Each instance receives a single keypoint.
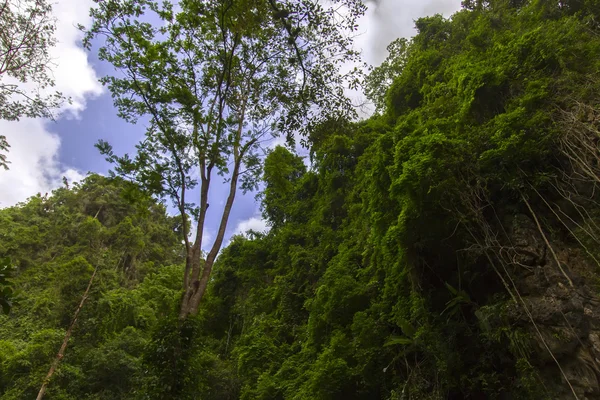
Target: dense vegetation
(445, 248)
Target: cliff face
(563, 319)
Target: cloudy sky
(42, 152)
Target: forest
(446, 247)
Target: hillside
(445, 248)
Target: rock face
(563, 320)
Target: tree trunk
(63, 347)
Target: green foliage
(6, 286)
(378, 278)
(56, 241)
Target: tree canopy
(445, 248)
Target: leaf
(401, 340)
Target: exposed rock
(563, 320)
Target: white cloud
(34, 143)
(386, 20)
(255, 223)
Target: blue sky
(44, 151)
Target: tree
(26, 34)
(216, 79)
(380, 79)
(6, 286)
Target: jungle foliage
(387, 270)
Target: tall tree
(216, 79)
(26, 34)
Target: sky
(43, 151)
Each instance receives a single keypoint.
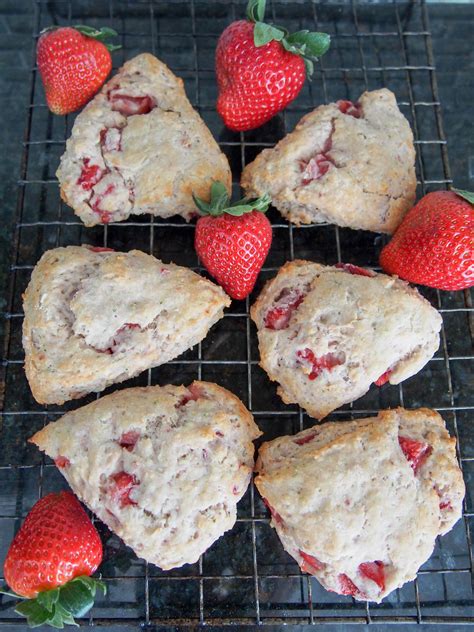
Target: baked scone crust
(345, 494)
(363, 325)
(94, 318)
(148, 163)
(184, 457)
(369, 179)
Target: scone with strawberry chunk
(327, 333)
(94, 317)
(139, 147)
(359, 504)
(347, 164)
(162, 466)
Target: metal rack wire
(245, 578)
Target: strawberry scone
(327, 333)
(94, 317)
(359, 504)
(162, 466)
(139, 147)
(350, 164)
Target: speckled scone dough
(326, 333)
(139, 147)
(96, 318)
(163, 467)
(359, 504)
(351, 165)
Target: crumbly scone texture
(336, 168)
(119, 163)
(96, 318)
(343, 332)
(345, 495)
(162, 466)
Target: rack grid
(245, 578)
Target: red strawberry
(50, 560)
(261, 68)
(434, 243)
(233, 240)
(73, 63)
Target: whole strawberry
(233, 241)
(73, 63)
(50, 560)
(434, 243)
(261, 68)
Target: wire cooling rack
(245, 578)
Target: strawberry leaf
(256, 10)
(48, 598)
(467, 195)
(264, 33)
(35, 614)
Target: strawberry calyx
(310, 46)
(59, 606)
(220, 203)
(466, 195)
(101, 35)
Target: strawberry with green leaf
(261, 68)
(74, 62)
(233, 240)
(50, 561)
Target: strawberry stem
(310, 46)
(220, 203)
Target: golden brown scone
(359, 504)
(139, 147)
(351, 165)
(325, 334)
(95, 317)
(162, 466)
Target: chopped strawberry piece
(275, 515)
(315, 168)
(306, 439)
(90, 175)
(352, 269)
(62, 461)
(375, 572)
(286, 302)
(111, 139)
(122, 485)
(129, 106)
(347, 586)
(318, 365)
(384, 378)
(416, 452)
(352, 109)
(100, 249)
(310, 564)
(129, 439)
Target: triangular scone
(346, 164)
(95, 317)
(139, 147)
(162, 466)
(327, 333)
(359, 504)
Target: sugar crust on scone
(162, 466)
(356, 327)
(117, 164)
(351, 508)
(354, 170)
(96, 318)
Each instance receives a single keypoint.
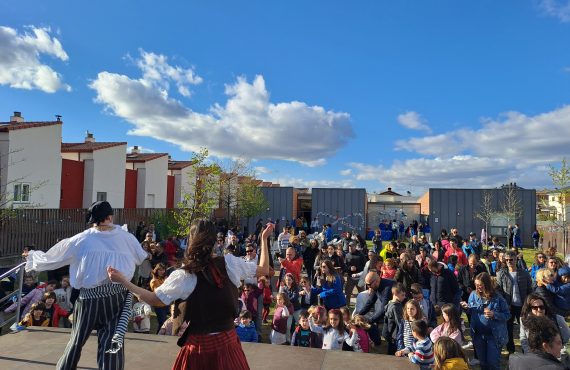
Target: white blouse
(88, 255)
(180, 284)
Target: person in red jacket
(292, 263)
(455, 250)
(53, 311)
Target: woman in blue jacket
(329, 287)
(489, 314)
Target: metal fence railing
(16, 277)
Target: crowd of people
(411, 294)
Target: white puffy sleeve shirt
(88, 255)
(180, 284)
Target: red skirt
(213, 352)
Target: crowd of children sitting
(410, 294)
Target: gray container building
(280, 207)
(450, 208)
(344, 209)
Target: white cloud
(248, 125)
(304, 183)
(513, 147)
(556, 8)
(141, 149)
(260, 170)
(20, 65)
(413, 121)
(158, 72)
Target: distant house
(146, 179)
(30, 163)
(181, 181)
(92, 171)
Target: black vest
(211, 309)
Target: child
(452, 264)
(246, 328)
(141, 317)
(334, 333)
(561, 289)
(451, 327)
(389, 269)
(449, 355)
(422, 353)
(280, 317)
(303, 336)
(36, 316)
(175, 324)
(52, 311)
(305, 296)
(267, 298)
(393, 316)
(359, 340)
(406, 339)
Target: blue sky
(375, 94)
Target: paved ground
(40, 349)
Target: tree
(251, 200)
(561, 181)
(233, 175)
(511, 206)
(203, 195)
(486, 212)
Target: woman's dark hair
(540, 330)
(159, 266)
(201, 240)
(488, 286)
(527, 309)
(454, 318)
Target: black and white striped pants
(98, 309)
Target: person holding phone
(489, 314)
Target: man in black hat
(102, 305)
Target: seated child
(53, 312)
(334, 333)
(175, 324)
(393, 316)
(422, 353)
(303, 336)
(449, 355)
(283, 310)
(141, 317)
(246, 328)
(359, 340)
(389, 269)
(561, 289)
(36, 316)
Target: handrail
(18, 292)
(9, 272)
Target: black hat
(98, 212)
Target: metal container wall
(456, 208)
(344, 209)
(280, 207)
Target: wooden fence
(44, 227)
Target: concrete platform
(38, 348)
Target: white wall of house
(151, 182)
(109, 175)
(32, 156)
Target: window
(22, 193)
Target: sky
(373, 93)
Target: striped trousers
(98, 309)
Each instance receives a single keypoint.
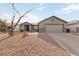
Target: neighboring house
(28, 27)
(52, 24)
(73, 26)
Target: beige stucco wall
(72, 27)
(50, 21)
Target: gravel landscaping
(34, 44)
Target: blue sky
(41, 11)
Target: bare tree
(11, 28)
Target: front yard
(33, 44)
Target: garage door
(54, 28)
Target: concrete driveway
(68, 41)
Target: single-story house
(73, 26)
(2, 28)
(28, 27)
(52, 24)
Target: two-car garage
(52, 24)
(54, 28)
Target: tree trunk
(10, 32)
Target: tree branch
(21, 18)
(13, 5)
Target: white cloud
(70, 8)
(41, 7)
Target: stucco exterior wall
(50, 21)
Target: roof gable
(52, 17)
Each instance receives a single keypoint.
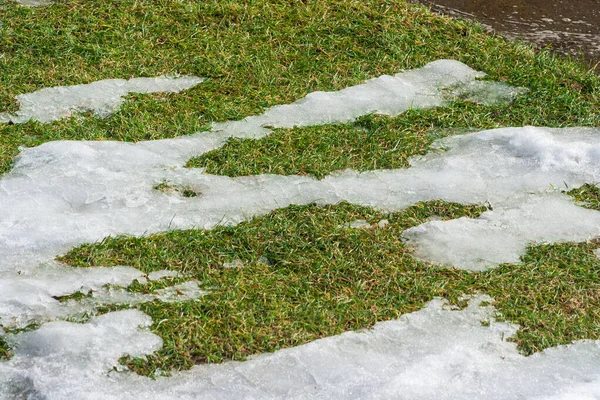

______________________________

**What the exercise asks:**
Restate the whole listing above exactly, please, omitting every image.

**Written response:**
Each instance receives a single keypoint.
Target: dense vegetation
(445, 248)
Target: cliff face
(563, 319)
Target: cloudy sky
(42, 152)
Target: forest
(446, 247)
Target: hillside
(445, 248)
Target: rock face
(563, 320)
Target: tree trunk
(63, 347)
Target: green foliage
(6, 286)
(378, 278)
(56, 241)
Target: tree canopy
(445, 248)
Target: leaf
(401, 340)
Target: exposed rock
(563, 320)
Target: white cloud
(34, 143)
(386, 20)
(255, 223)
Target: blue sky
(44, 151)
Target: tree
(26, 34)
(216, 79)
(380, 79)
(6, 286)
Target: jungle foliage
(387, 270)
Target: tall tree
(216, 79)
(26, 34)
Target: sky
(43, 151)
Each instance receives a single keypoint.
Target: baked scone crust
(345, 494)
(363, 325)
(94, 318)
(148, 163)
(184, 457)
(369, 179)
Target: scone with strawberry chunk
(327, 333)
(94, 317)
(139, 147)
(359, 504)
(347, 164)
(162, 466)
Target: metal rack wire
(245, 578)
Target: strawberry scone
(327, 333)
(94, 317)
(359, 504)
(162, 466)
(139, 147)
(350, 164)
Target: speckled scone dough
(326, 333)
(139, 147)
(96, 318)
(163, 467)
(359, 504)
(351, 165)
Target: crumbly scone texture
(336, 168)
(119, 163)
(96, 318)
(343, 332)
(345, 495)
(162, 466)
Target: rack grid
(245, 578)
Target: red strawberry
(50, 560)
(261, 68)
(434, 243)
(233, 240)
(73, 63)
Target: whole strawberry
(233, 241)
(73, 63)
(50, 560)
(434, 243)
(261, 68)
Target: wire cooling rack
(245, 578)
Target: strawberry leaf
(256, 10)
(48, 598)
(467, 195)
(264, 33)
(35, 614)
Target: strawberry calyx
(310, 46)
(59, 606)
(220, 203)
(466, 195)
(101, 35)
Target: strawberry with green leaf
(261, 68)
(74, 62)
(233, 240)
(50, 561)
Target: strawberry stem
(310, 46)
(220, 203)
Target: golden brown scone
(359, 504)
(139, 147)
(351, 165)
(325, 334)
(95, 317)
(162, 466)
Target: chopped strawberry piece
(275, 515)
(315, 168)
(306, 439)
(90, 175)
(352, 269)
(62, 461)
(375, 572)
(286, 302)
(111, 139)
(122, 485)
(129, 106)
(347, 586)
(318, 365)
(384, 378)
(416, 452)
(352, 109)
(100, 249)
(310, 564)
(129, 439)
Target: triangular scone
(346, 164)
(95, 317)
(139, 147)
(162, 466)
(327, 333)
(359, 504)
Target: sugar crust on scone
(162, 466)
(356, 327)
(117, 164)
(351, 508)
(354, 170)
(96, 318)
Each instance receives a single keypoint.
Target: white blouse
(88, 255)
(180, 284)
Target: person in red jacket
(292, 263)
(455, 250)
(53, 311)
Target: woman in blue jacket
(329, 287)
(489, 314)
Target: metal fence railing
(16, 277)
Target: crowd of people
(411, 294)
Target: white puffy sleeve shirt
(88, 255)
(180, 284)
Target: red skirt
(213, 352)
Target: crowd of children sitting
(410, 294)
Target: gray container building
(280, 207)
(450, 208)
(344, 209)
Target: white cloud
(248, 125)
(304, 183)
(513, 147)
(556, 8)
(141, 149)
(260, 170)
(20, 65)
(413, 121)
(158, 72)
Target: distant house
(146, 179)
(30, 163)
(181, 181)
(92, 171)
Target: black vest
(211, 309)
Target: child
(452, 264)
(246, 328)
(141, 317)
(334, 333)
(561, 289)
(451, 327)
(389, 269)
(449, 355)
(422, 353)
(280, 317)
(303, 336)
(36, 316)
(175, 324)
(52, 311)
(305, 296)
(267, 298)
(393, 316)
(359, 340)
(406, 339)
Target: blue sky
(375, 94)
Target: paved ground
(40, 349)
Target: tree
(251, 200)
(561, 181)
(233, 175)
(511, 206)
(203, 195)
(486, 212)
Target: woman's dark hair
(540, 330)
(159, 266)
(201, 240)
(488, 286)
(527, 309)
(454, 318)
Target: black and white striped pants
(98, 309)
Target: person holding phone
(489, 314)
Target: man in black hat
(102, 305)
Target: seated child
(53, 312)
(334, 333)
(175, 324)
(393, 316)
(422, 353)
(303, 336)
(449, 355)
(283, 310)
(141, 317)
(246, 328)
(359, 340)
(389, 269)
(561, 289)
(36, 316)
Target: handrail
(18, 292)
(9, 272)
Target: black hat
(98, 212)
Target: metal container wall
(456, 208)
(344, 209)
(280, 207)
Target: wooden fence
(44, 227)
Target: concrete platform
(38, 348)
Target: white wall of house
(151, 182)
(109, 175)
(32, 156)
Target: window
(22, 193)
Target: sky
(373, 93)
Target: striped trousers
(98, 309)
Each instance receives a single keypoint.
Target: neighboring house
(28, 27)
(52, 24)
(73, 26)
Target: beige stucco wall
(72, 27)
(50, 21)
Target: gravel landscaping
(34, 44)
Target: blue sky
(41, 11)
Target: bare tree
(11, 28)
Target: front yard
(33, 44)
Target: garage door
(54, 28)
Target: concrete driveway
(68, 41)
Target: single-story house
(73, 26)
(2, 28)
(28, 27)
(52, 24)
Target: two-car garage
(52, 24)
(54, 28)
Target: tree trunk
(10, 32)
Target: tree branch
(21, 18)
(13, 5)
Target: white cloud
(70, 8)
(41, 7)
Target: stucco exterior wall
(50, 21)
Target: roof gable
(52, 17)
Each instance receives a single keypoint.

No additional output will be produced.